* PROBLEM REQUIREMENTS *
Show every line of the data that includes the word "white".

Extracted records:
........

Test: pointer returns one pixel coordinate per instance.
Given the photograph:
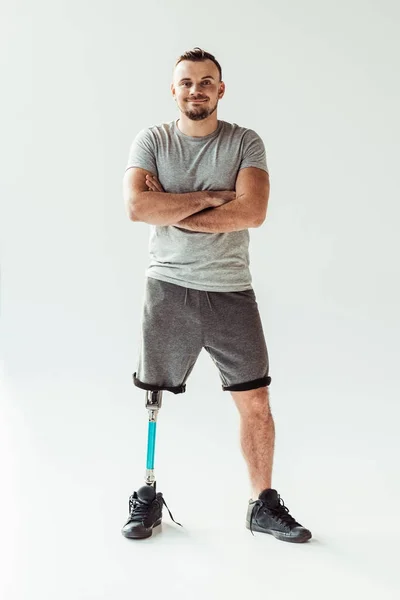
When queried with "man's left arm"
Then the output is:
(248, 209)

........

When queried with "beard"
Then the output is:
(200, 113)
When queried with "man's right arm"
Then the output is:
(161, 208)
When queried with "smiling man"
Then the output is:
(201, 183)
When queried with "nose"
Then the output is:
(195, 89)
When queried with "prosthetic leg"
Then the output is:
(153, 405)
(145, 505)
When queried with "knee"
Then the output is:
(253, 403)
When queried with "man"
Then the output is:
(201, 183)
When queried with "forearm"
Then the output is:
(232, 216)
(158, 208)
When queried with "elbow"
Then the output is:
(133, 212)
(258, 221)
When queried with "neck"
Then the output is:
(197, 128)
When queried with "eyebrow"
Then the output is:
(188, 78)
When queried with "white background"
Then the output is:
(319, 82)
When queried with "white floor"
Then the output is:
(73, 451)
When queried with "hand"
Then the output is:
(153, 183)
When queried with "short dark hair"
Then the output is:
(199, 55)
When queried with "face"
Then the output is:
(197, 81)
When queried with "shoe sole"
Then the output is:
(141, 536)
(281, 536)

........

* RESULT OF THIS EXERCISE *
When queried with "white background"
When queried with "white floor"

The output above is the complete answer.